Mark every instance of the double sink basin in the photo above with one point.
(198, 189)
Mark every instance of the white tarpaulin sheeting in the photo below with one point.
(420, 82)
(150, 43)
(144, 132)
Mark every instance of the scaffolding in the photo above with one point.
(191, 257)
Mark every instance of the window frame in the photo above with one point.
-----
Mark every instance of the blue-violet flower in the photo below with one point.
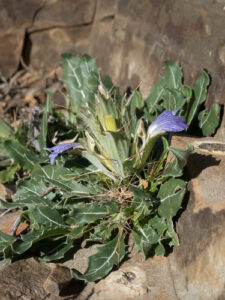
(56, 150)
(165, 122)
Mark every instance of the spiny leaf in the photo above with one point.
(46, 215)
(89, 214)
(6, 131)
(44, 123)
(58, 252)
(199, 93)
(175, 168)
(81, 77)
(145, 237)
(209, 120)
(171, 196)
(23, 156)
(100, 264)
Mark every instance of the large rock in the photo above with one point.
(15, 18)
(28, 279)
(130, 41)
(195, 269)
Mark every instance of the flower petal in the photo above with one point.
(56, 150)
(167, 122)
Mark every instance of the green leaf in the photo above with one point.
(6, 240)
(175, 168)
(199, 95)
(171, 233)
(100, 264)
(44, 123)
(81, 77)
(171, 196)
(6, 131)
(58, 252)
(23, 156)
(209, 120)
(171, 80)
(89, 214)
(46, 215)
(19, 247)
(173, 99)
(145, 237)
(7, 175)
-----
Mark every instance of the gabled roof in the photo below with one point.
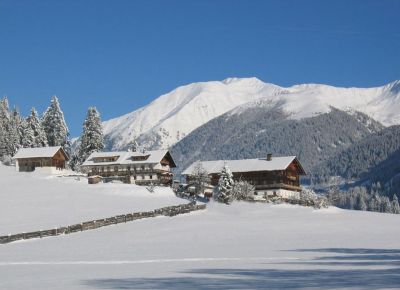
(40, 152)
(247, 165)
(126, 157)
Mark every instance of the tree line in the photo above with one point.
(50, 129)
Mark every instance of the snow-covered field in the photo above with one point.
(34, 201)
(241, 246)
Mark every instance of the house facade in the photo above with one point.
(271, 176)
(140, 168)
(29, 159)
-----
TO DO =>
Gather every line in the rows above that contains the word "leaf", and copy each one in full.

SOLUTION FOR THIS PROBLEM =>
Mark every instance of the spiny leaf in the photo above with one point.
Mark every instance of the green leaf in the photo above with one point.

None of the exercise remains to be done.